**Short task**:
In the copy, include every entry exactly but none of the images.

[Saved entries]
........
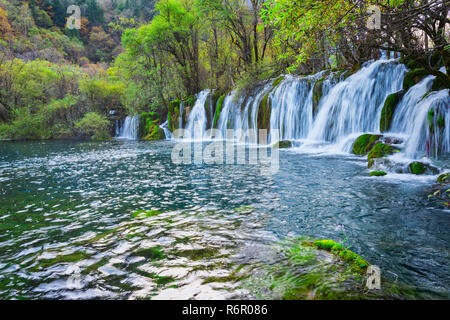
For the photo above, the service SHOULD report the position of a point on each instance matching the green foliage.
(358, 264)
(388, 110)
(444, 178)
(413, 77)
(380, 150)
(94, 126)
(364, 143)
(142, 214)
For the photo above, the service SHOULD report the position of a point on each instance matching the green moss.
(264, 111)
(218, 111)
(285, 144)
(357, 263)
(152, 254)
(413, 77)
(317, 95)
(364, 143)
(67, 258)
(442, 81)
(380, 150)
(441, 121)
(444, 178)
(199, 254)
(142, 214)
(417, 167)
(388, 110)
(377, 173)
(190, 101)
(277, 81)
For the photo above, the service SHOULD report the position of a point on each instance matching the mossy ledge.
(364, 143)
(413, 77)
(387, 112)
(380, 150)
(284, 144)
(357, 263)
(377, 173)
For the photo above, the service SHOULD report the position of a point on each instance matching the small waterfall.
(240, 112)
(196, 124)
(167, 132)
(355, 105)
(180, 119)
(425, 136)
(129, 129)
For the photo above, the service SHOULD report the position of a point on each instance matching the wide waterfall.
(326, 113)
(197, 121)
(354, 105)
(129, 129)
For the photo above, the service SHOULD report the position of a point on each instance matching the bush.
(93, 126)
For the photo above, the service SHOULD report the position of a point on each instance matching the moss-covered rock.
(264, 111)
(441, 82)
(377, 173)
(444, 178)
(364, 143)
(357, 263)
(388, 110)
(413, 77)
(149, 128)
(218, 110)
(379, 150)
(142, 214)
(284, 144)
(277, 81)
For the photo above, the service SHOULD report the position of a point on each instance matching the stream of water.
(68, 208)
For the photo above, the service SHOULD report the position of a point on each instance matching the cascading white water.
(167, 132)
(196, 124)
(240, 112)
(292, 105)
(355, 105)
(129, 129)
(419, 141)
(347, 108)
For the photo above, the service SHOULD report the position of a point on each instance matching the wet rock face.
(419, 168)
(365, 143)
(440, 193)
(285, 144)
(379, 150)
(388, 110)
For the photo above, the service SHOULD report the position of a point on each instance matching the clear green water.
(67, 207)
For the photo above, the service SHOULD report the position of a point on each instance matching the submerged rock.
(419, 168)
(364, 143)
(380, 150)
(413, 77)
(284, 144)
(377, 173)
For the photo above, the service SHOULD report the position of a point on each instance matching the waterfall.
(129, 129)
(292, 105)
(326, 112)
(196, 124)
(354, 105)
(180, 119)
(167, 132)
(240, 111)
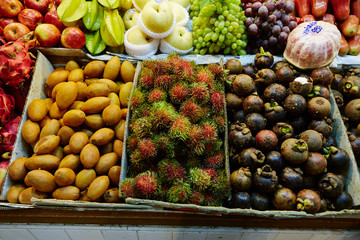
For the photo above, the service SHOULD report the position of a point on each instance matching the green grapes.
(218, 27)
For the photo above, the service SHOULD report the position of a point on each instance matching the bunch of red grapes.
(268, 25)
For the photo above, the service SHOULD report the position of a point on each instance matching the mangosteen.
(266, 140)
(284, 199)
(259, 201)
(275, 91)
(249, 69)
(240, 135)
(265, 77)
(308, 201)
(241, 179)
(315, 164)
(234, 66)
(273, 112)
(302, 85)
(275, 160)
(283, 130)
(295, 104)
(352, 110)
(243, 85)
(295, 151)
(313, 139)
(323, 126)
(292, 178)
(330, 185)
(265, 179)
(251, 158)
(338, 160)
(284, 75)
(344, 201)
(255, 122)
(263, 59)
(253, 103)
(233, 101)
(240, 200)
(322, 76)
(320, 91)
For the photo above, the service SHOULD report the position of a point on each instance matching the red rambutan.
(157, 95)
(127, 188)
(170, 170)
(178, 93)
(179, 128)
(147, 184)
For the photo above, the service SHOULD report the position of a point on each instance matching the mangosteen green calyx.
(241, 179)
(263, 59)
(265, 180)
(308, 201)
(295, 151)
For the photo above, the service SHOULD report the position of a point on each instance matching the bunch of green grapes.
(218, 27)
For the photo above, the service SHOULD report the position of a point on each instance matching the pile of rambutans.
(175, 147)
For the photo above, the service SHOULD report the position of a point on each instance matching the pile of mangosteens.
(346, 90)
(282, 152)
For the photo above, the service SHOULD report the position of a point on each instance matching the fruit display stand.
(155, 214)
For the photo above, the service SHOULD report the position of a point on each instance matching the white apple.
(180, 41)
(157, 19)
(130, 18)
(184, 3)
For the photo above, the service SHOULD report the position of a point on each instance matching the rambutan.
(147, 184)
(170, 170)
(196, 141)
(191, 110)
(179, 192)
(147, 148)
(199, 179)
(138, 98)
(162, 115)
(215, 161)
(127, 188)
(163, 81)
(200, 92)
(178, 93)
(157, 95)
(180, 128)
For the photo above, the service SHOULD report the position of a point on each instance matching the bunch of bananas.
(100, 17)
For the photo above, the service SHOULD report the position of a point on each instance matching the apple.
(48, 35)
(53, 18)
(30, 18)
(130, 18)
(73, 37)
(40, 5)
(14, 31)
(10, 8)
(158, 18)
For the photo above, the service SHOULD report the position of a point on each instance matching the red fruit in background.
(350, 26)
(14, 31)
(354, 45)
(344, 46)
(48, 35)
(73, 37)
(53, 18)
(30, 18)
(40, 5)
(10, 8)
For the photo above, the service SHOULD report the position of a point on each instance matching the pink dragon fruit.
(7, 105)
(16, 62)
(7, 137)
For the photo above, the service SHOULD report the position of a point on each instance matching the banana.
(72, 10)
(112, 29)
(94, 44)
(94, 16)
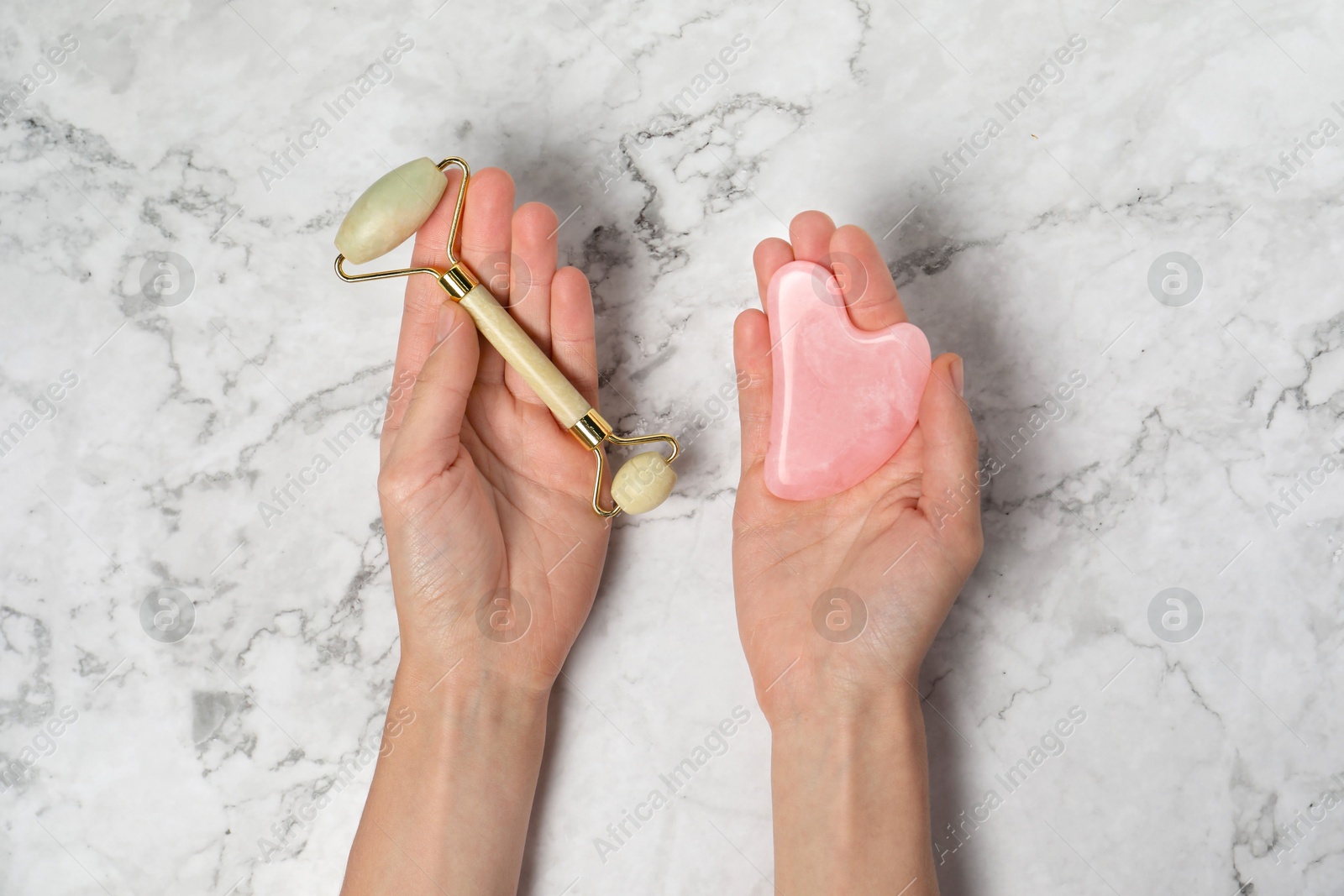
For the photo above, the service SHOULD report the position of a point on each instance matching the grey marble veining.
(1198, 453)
........
**Complete output**:
For the photo above, the service SHOULD report the position of a point on each instance matching the green foliage.
(358, 264)
(388, 110)
(444, 178)
(413, 77)
(380, 150)
(94, 126)
(364, 143)
(142, 214)
For the photo above, the service SHOULD report the position of a point on each instance matching the green moss.
(264, 111)
(218, 111)
(285, 144)
(357, 263)
(152, 254)
(413, 77)
(317, 95)
(364, 143)
(67, 258)
(442, 81)
(380, 150)
(441, 121)
(444, 178)
(199, 254)
(142, 214)
(417, 167)
(388, 110)
(377, 173)
(190, 101)
(277, 81)
For the photo above, the service SHOULD report the position of a point on each instance matching the mossy ledge.
(364, 143)
(413, 77)
(387, 112)
(380, 150)
(284, 144)
(357, 263)
(377, 173)
For the photo above, the service SHOULD report the position of a point on each instance matching the small waterfall.
(240, 112)
(196, 124)
(167, 132)
(355, 105)
(180, 119)
(425, 136)
(129, 129)
For the photo above, the service SHOULD report the position of a point on each instance matching the wide waterfall.
(326, 113)
(197, 121)
(354, 105)
(129, 129)
For the photo above, the service SHOULD report the position of a point on each instance matching the bush.
(93, 126)
For the photo above, the service SHOULD report the position of a point on each instance matching the moss-covered rock.
(264, 111)
(441, 82)
(377, 173)
(444, 178)
(364, 143)
(357, 263)
(388, 110)
(413, 77)
(149, 128)
(218, 110)
(379, 150)
(142, 214)
(284, 144)
(277, 81)
For the photo above, the service SHOULD report the position of a point on each instance matching the stream of water.
(68, 208)
For the photo above, the service SHOULD report the position of a point on each instance matching the cascading white water.
(167, 132)
(196, 124)
(240, 112)
(292, 105)
(355, 105)
(129, 129)
(419, 141)
(347, 108)
For the photo above, the service SHOULD report the position of a point on each instance matching the wet rock face.
(419, 168)
(365, 143)
(440, 193)
(285, 144)
(379, 150)
(388, 110)
For the photo above, the service SHOULD report the position of a point on each instance matching the clear green water.
(67, 207)
For the photo above, the service SHOULD report the position of a point on each instance matching the submerged rock.
(419, 168)
(364, 143)
(380, 150)
(413, 77)
(284, 144)
(377, 173)
For the photo above, the service SHOULD report the position of a point on each instance matching the waterfall.
(129, 129)
(292, 105)
(326, 112)
(196, 124)
(354, 105)
(180, 119)
(167, 132)
(240, 111)
For the photo above, the service SHOULD report the position of a point on each instance matching the green grapes.
(218, 27)
For the photo above, the service SHOULD report the position of a point on each instance matching the bunch of red grapes.
(268, 25)
For the photo above, the service SHOULD report the position of a point on each instance matching the mangosteen.
(266, 140)
(284, 199)
(259, 201)
(275, 91)
(249, 69)
(240, 135)
(265, 77)
(308, 201)
(241, 179)
(315, 164)
(234, 66)
(273, 112)
(302, 85)
(275, 160)
(283, 130)
(295, 104)
(352, 110)
(243, 85)
(295, 151)
(313, 139)
(323, 126)
(292, 178)
(330, 185)
(265, 179)
(251, 158)
(338, 160)
(284, 75)
(344, 201)
(255, 122)
(263, 59)
(253, 103)
(233, 101)
(240, 200)
(322, 76)
(320, 91)
For the photo above, the service SHOULD report the position of a point on each instance matching the red rambutan.
(157, 95)
(127, 188)
(170, 170)
(178, 93)
(179, 128)
(147, 184)
For the photo above, the service SHOULD report the position of a point on each instance matching the mangosteen green calyx.
(241, 179)
(263, 59)
(265, 180)
(308, 201)
(295, 151)
For the photo above, the service SHOULD report the position of a point on each instance matching the bunch of green grapes.
(218, 27)
For the photo above, the service SHOULD report the position of a point on each instance matching the pile of rambutans.
(175, 147)
For the photo above, the service SHOULD report the position of a point on each instance matching the pile of mangosteens.
(346, 90)
(282, 152)
For the photo above, the service SHOULD report the position of a point on each instance matching the fruit display stand.
(155, 214)
For the photo above, the service SHOULD report the position of a point on each instance matching the white apple.
(180, 41)
(157, 19)
(130, 18)
(184, 3)
For the photo above, the service SHOULD report the position of a point on each instance matching the rambutan.
(147, 184)
(170, 170)
(196, 141)
(191, 110)
(179, 192)
(147, 148)
(199, 179)
(138, 98)
(162, 115)
(215, 161)
(127, 188)
(163, 81)
(200, 92)
(178, 93)
(157, 95)
(180, 128)
For the photo above, the service SHOULD report the position of a point on each instance matching the bunch of bananas.
(100, 17)
For the photo above, the service SHOULD report the position of a point on each instance matching the apple.
(48, 35)
(53, 18)
(30, 18)
(130, 18)
(73, 37)
(40, 5)
(14, 31)
(10, 8)
(158, 18)
For the photo above, the service SHOULD report the position of a point on each instance matching the red fruit in background.
(350, 26)
(14, 31)
(354, 45)
(344, 46)
(48, 35)
(73, 37)
(53, 18)
(30, 18)
(40, 5)
(10, 8)
For the photo above, the service SHOULD report the position of a point on each instance matching the pink dragon fruit.
(7, 105)
(16, 62)
(7, 137)
For the photo above, the service SHOULD report the position of a point on each instance matching the banana.
(72, 10)
(112, 29)
(94, 44)
(94, 16)
For the photo above, the service SHOULD report the position of a point on each instance matching the grey marble veining.
(1198, 453)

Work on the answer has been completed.